§ **Records to use**:
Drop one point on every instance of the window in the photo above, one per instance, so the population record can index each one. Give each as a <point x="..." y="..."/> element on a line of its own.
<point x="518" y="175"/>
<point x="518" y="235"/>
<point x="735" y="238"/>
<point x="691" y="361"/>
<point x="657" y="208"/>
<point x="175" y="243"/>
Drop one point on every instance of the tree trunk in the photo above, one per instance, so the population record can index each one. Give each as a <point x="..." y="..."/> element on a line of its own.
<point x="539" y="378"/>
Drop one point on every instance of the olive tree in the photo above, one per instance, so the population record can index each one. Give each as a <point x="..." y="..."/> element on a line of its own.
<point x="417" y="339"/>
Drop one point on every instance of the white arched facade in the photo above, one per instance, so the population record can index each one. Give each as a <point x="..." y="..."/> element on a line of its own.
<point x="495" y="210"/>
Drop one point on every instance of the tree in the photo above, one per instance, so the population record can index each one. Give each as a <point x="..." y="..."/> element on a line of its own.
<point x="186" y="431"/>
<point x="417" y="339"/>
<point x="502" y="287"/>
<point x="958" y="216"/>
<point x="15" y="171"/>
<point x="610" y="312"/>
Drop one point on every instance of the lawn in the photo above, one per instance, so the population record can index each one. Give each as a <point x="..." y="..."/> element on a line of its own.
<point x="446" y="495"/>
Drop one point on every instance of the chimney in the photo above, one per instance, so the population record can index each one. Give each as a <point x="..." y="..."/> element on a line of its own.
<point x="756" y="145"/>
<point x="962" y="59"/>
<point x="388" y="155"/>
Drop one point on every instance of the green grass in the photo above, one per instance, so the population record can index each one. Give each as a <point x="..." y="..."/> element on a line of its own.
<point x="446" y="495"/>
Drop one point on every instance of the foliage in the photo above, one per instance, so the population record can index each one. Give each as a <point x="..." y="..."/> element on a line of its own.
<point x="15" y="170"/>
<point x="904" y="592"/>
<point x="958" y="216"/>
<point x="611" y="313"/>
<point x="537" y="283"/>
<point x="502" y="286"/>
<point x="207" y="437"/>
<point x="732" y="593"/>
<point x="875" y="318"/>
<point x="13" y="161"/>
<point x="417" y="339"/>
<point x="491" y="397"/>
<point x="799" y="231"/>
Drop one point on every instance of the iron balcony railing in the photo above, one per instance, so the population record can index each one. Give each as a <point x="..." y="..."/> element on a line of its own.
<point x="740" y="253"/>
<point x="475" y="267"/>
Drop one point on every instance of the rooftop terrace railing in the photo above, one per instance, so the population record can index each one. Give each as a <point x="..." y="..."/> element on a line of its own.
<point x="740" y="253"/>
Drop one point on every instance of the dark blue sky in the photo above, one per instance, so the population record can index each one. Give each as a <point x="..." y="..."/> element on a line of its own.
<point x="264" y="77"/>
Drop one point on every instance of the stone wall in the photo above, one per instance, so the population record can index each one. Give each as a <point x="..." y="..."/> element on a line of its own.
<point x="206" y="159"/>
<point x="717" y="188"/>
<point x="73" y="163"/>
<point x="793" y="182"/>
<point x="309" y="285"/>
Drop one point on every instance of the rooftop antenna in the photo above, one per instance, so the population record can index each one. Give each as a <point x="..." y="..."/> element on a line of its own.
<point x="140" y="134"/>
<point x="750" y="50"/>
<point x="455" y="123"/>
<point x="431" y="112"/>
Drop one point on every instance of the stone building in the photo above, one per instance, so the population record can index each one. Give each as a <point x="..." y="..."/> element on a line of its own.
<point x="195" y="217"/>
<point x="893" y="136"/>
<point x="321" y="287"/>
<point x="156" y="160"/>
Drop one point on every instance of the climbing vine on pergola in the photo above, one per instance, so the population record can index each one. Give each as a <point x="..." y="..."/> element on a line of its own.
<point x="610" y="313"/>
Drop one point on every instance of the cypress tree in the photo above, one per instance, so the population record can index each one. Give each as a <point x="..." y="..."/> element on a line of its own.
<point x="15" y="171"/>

§ **What is expected**: Repeat all the entries exactly as given.

§ **Response below**:
Drop one point on every instance of the window in the photo above, one per instance, so the population record can index each one. Give each as a <point x="..." y="..."/> element on a line of its own.
<point x="518" y="175"/>
<point x="518" y="235"/>
<point x="735" y="238"/>
<point x="691" y="361"/>
<point x="657" y="208"/>
<point x="175" y="243"/>
Drop one point on every instance of the tree trunk in the photo above, one per instance, so the population record can index each one. Give each as a <point x="..." y="..."/> element on a line of its own.
<point x="539" y="378"/>
Drop one point on every instance of the olive tree in the photo above, one per instance, so the population record can index each one. Give each as a <point x="..." y="..."/> element on a line of its own.
<point x="417" y="339"/>
Drop one point on every instance of the white arched facade in the photo above, one per instance, so the population record can index each one. Give each as a <point x="..." y="..."/> element on a line of its own.
<point x="495" y="210"/>
Drop one point on every instance of the tree in the photo above, one per instance, so the population record can index each one. Give each as a <point x="..." y="..."/> element on a line of its own.
<point x="186" y="431"/>
<point x="417" y="339"/>
<point x="502" y="287"/>
<point x="958" y="216"/>
<point x="15" y="171"/>
<point x="610" y="312"/>
Drop one point on every instance of the lawn in the photo above, one per instance, so the population record can index each one. Give each as a <point x="..." y="..."/> element on a line of its own.
<point x="446" y="495"/>
Drop one point on every instance of the chimney in the photo above, one per instance, so the population record can index each one. Give each as a <point x="..." y="..."/> element on a line of its own.
<point x="756" y="145"/>
<point x="962" y="59"/>
<point x="388" y="155"/>
Drop one point on every instance of the green grass in the photo above, one per instance, so the population record can index each one. Give each as a <point x="..." y="..."/> element on a line of its own.
<point x="446" y="495"/>
Drop one point on every instance of the foliage in the photo above, one per instance, so the population record can index each one. Give each as a <point x="..." y="..."/> element on a line of its own.
<point x="15" y="170"/>
<point x="904" y="592"/>
<point x="958" y="216"/>
<point x="611" y="313"/>
<point x="537" y="283"/>
<point x="502" y="286"/>
<point x="207" y="437"/>
<point x="732" y="593"/>
<point x="875" y="318"/>
<point x="13" y="161"/>
<point x="417" y="339"/>
<point x="491" y="397"/>
<point x="799" y="231"/>
Drop one point on every instance of the iron balcony railing in the photo above, one per instance, so the population record can index each one. Give each as a <point x="..." y="..."/> element on a line of its own.
<point x="740" y="253"/>
<point x="475" y="267"/>
Drop one point on every instance of the rooftop terrace railing in the photo above, one per instance, so the population record can index each one. Give each as a <point x="..." y="..."/> element on a line of its own.
<point x="740" y="253"/>
Drop one point on every instance of the dark blue sky in the photo above, one per instance, so the population record can index each one. Give each as a <point x="..." y="..."/> element on a line of its own.
<point x="264" y="77"/>
Drop one point on every instance of the stone wall in the photo above, one per instance, so the population record can index each one. Give each as a <point x="..." y="..."/> element on a line of its own.
<point x="206" y="159"/>
<point x="717" y="188"/>
<point x="73" y="163"/>
<point x="793" y="182"/>
<point x="309" y="285"/>
Drop one point on every instance of the rooftop antenna in the photo above, one per instance, so the population record can index each one. Give each as a <point x="..." y="..."/> element on a line of its own.
<point x="140" y="134"/>
<point x="750" y="50"/>
<point x="455" y="123"/>
<point x="431" y="112"/>
Drop one point on every instance of the stone building in the photo above, one per instance, so the population record can index each one. Give each as a <point x="..." y="..."/> element on a line of its own.
<point x="195" y="217"/>
<point x="893" y="136"/>
<point x="321" y="287"/>
<point x="156" y="160"/>
Drop one point on every instance of the climbing vine on pergola in the photo above, one per instance, so the population record can index each one. Give each as a <point x="..." y="..."/> element on a line of its own.
<point x="610" y="313"/>
Drop one point on every instance of the cypress tree in the photo above, one per instance, so the population record can index each one. Give each as a <point x="..." y="..."/> element on a line of its own.
<point x="15" y="171"/>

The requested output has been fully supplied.